Exercise details - In the copy of these records, include no pictures and change nothing else.

---------- Excerpted records

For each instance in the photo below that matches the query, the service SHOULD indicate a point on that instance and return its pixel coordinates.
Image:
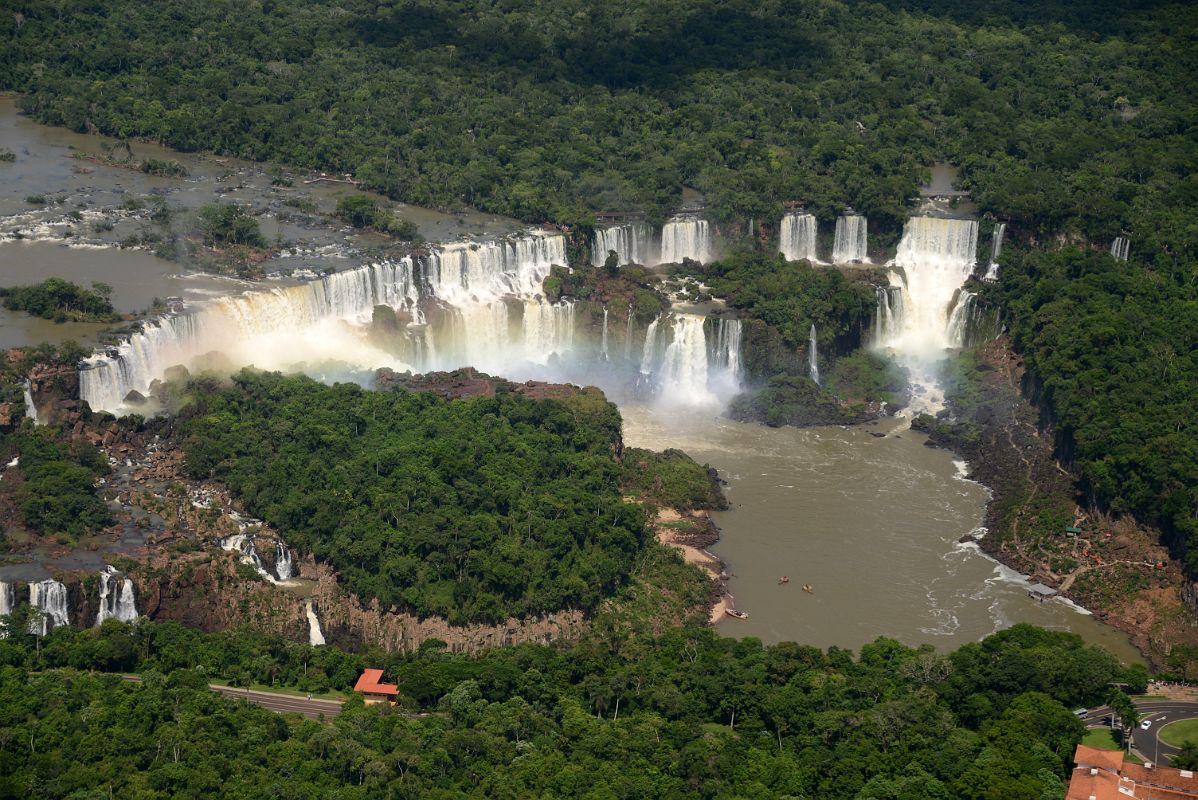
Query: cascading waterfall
(937, 256)
(888, 316)
(116, 600)
(958, 320)
(471, 278)
(685, 237)
(628, 335)
(798, 237)
(648, 353)
(725, 356)
(996, 249)
(603, 350)
(243, 545)
(693, 368)
(630, 242)
(283, 565)
(30, 408)
(315, 636)
(814, 357)
(1120, 248)
(851, 242)
(49, 598)
(684, 364)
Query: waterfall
(648, 353)
(630, 243)
(685, 237)
(996, 249)
(888, 316)
(725, 355)
(243, 545)
(798, 237)
(283, 565)
(548, 329)
(851, 242)
(937, 256)
(49, 598)
(315, 637)
(116, 600)
(1120, 248)
(684, 364)
(603, 351)
(30, 408)
(814, 357)
(628, 335)
(958, 320)
(262, 327)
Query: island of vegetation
(60, 301)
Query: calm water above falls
(872, 523)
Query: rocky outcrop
(469, 382)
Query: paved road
(313, 709)
(1160, 713)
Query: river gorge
(867, 515)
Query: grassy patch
(1101, 738)
(1179, 733)
(291, 692)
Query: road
(1161, 713)
(313, 709)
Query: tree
(229, 224)
(1125, 710)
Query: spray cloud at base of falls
(689, 359)
(476, 304)
(931, 311)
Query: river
(872, 523)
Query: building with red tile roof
(1105, 775)
(374, 691)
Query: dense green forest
(54, 489)
(685, 715)
(1112, 349)
(1062, 115)
(59, 300)
(472, 509)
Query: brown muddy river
(872, 523)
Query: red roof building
(1105, 775)
(374, 691)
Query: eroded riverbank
(872, 523)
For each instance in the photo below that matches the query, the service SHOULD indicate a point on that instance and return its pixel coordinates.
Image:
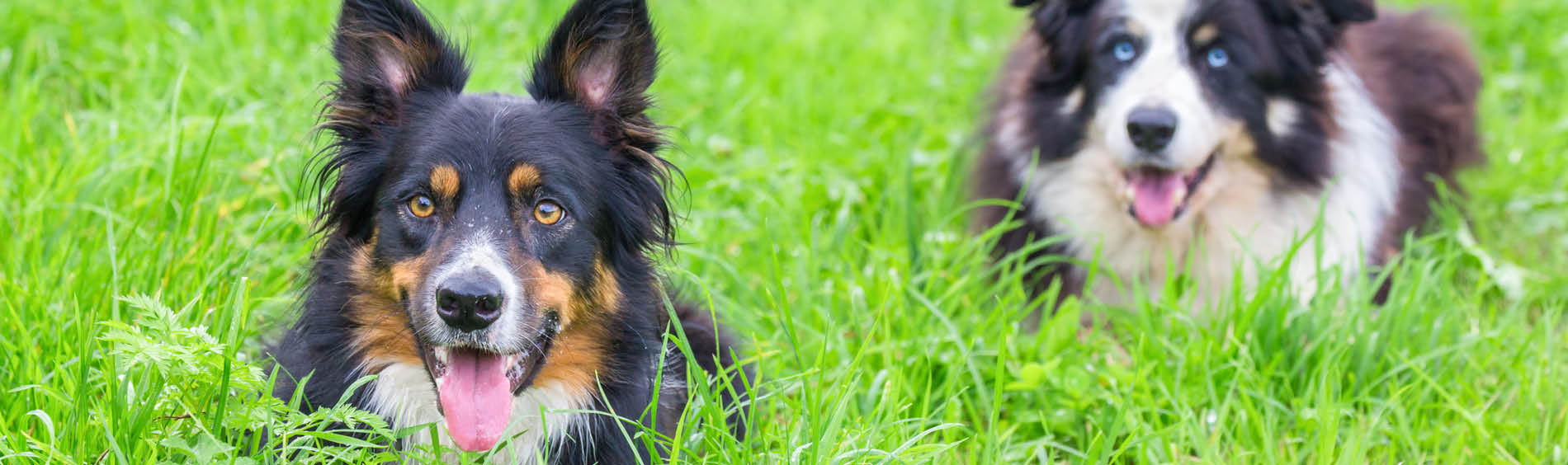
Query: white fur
(484, 252)
(1240, 218)
(1160, 78)
(405, 397)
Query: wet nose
(470, 301)
(1151, 129)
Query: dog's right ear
(1064, 27)
(386, 50)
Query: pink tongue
(1153, 196)
(477, 398)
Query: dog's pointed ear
(386, 50)
(602, 57)
(1348, 12)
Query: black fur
(399, 110)
(1418, 73)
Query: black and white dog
(488, 256)
(1207, 137)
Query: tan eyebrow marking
(1205, 35)
(524, 177)
(444, 181)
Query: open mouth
(1159, 196)
(475, 388)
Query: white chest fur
(1250, 223)
(405, 397)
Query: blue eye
(1219, 59)
(1125, 50)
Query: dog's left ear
(1310, 29)
(1336, 12)
(602, 57)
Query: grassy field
(157, 231)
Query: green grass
(157, 231)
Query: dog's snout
(1151, 129)
(470, 301)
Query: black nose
(1151, 129)
(470, 301)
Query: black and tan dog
(1205, 137)
(488, 256)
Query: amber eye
(548, 212)
(423, 207)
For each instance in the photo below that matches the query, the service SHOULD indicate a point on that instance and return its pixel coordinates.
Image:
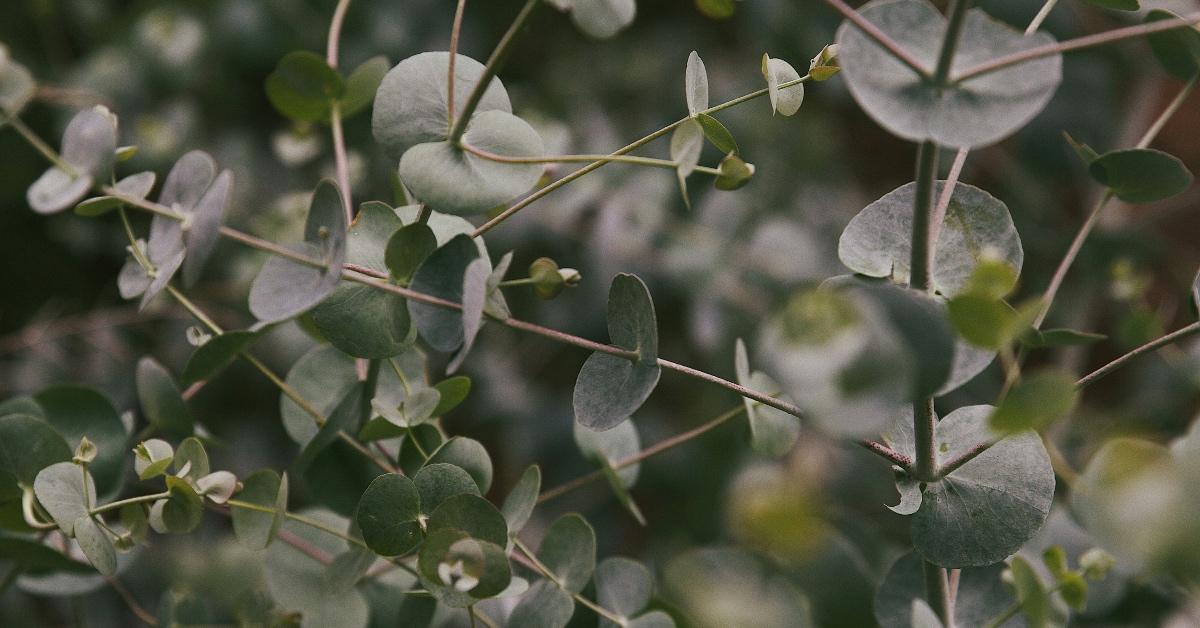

--------------------

Output of the task -
For each instance in the photo below that matches the query, the service SHOULD indicate a point on that instance and return its pixel coordinates.
Image:
Query: cascading waterfall
(937, 256)
(888, 316)
(116, 600)
(958, 320)
(471, 278)
(685, 237)
(628, 335)
(798, 237)
(648, 353)
(725, 356)
(996, 249)
(603, 350)
(243, 545)
(693, 368)
(630, 242)
(283, 565)
(30, 408)
(315, 636)
(814, 357)
(1120, 248)
(851, 242)
(49, 598)
(684, 364)
Query: waterfall
(648, 353)
(630, 243)
(685, 237)
(996, 249)
(888, 316)
(725, 355)
(243, 545)
(798, 237)
(283, 565)
(548, 329)
(851, 242)
(937, 256)
(49, 598)
(315, 637)
(116, 600)
(1120, 248)
(684, 364)
(603, 351)
(30, 408)
(814, 357)
(628, 335)
(958, 320)
(262, 327)
Query: island of vegetation
(60, 301)
Query: calm water above falls
(872, 523)
Query: rocky outcrop
(469, 382)
Query: paved road
(313, 709)
(1160, 713)
Query: river gorge
(867, 515)
Query: grassy patch
(1101, 738)
(1179, 733)
(291, 692)
Query: road
(1161, 713)
(313, 709)
Query: tree
(229, 224)
(1125, 710)
Query: spray cloud at base of falls
(689, 359)
(476, 304)
(931, 311)
Query: river
(872, 523)
Query: building with red tile roof
(1105, 775)
(374, 691)
Query: dense green forest
(54, 489)
(685, 715)
(1112, 349)
(1062, 115)
(59, 300)
(472, 509)
Query: brown muddy river
(872, 523)
Query: red roof building
(1105, 775)
(374, 691)
Query: eroded riverbank
(872, 523)
For each instance in the photo below that matches the query, the service SHOULD indicate a point on that instance and return its pixel coordinates.
Image:
Query: white fur
(484, 252)
(1240, 218)
(1160, 78)
(405, 397)
Query: wet nose
(470, 301)
(1151, 129)
Query: dog's right ear
(1064, 27)
(386, 50)
Query: pink tongue
(1153, 196)
(477, 398)
Query: dog's pointed ear
(386, 50)
(602, 57)
(1348, 12)
Query: black fur
(399, 110)
(1418, 73)
Query: black and white dog
(488, 256)
(1207, 137)
Query: tan eyebrow marking
(1205, 35)
(524, 177)
(444, 181)
Query: open mouth
(1159, 196)
(475, 388)
Query: white chest fur
(1250, 223)
(405, 397)
Query: blue eye
(1219, 59)
(1125, 50)
Query: dog's left ear
(1310, 29)
(1336, 12)
(602, 57)
Query: grassy field
(157, 231)
Query: green grass
(157, 231)
Query: dog's snout
(1151, 129)
(470, 301)
Query: black nose
(1151, 129)
(470, 301)
Query: black and tan dog
(1205, 137)
(488, 256)
Query: amber eye
(548, 212)
(423, 207)
For each instance in the photo below that matches the query, the service SHOULD indicate a point on that instance and return its pixel coordinates.
Image:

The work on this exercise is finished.